(Stored data entries)
********************

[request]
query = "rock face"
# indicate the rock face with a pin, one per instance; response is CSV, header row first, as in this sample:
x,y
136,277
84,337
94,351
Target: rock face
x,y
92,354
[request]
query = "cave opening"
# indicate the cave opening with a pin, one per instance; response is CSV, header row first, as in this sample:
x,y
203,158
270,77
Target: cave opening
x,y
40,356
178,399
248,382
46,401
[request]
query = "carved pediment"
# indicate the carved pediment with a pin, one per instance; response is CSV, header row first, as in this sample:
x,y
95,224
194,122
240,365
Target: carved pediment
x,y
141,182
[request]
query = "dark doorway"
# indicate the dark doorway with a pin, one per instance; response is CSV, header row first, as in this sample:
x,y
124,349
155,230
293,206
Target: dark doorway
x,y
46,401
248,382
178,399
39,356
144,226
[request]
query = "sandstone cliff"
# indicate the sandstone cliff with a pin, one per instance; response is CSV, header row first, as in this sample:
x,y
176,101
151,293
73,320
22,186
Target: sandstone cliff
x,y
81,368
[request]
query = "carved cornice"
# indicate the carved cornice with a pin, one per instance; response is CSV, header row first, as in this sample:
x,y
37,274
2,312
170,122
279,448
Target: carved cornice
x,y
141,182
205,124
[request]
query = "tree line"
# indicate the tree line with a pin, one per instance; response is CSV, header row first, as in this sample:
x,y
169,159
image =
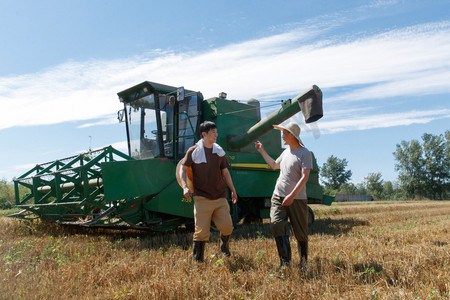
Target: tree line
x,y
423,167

********************

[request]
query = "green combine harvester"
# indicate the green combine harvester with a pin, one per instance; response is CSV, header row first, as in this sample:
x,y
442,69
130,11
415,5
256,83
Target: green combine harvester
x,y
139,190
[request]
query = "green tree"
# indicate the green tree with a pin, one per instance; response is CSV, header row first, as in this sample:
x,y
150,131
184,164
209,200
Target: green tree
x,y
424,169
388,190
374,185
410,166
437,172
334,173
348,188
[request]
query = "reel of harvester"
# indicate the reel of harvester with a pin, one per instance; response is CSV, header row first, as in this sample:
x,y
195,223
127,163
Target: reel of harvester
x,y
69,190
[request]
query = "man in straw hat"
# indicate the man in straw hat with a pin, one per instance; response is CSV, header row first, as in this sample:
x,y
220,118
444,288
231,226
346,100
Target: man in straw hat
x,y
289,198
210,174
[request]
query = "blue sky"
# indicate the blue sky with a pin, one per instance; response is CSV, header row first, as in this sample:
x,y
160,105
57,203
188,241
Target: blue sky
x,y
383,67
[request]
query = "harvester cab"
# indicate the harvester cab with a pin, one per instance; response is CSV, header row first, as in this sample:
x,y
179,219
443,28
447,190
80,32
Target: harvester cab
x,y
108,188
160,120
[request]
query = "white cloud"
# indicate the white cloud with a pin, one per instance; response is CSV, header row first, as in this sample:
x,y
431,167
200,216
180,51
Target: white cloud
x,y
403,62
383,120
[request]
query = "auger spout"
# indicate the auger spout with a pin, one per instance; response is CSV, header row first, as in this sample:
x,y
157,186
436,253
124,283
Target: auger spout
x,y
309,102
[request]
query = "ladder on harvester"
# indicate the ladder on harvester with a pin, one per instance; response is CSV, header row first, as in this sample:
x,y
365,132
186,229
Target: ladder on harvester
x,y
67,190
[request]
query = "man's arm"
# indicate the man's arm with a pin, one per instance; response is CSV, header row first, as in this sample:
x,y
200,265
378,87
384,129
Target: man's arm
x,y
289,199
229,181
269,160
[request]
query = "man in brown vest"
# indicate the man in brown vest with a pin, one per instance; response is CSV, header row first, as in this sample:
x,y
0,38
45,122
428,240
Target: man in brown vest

********************

Please go line by line through the records above, copying each one that holds the string "brown".

query = "man in brown vest"
# indicate the man in brown vest with a pin, one per instance; response is CSV, header row first, as in this sample:
Target: man in brown vest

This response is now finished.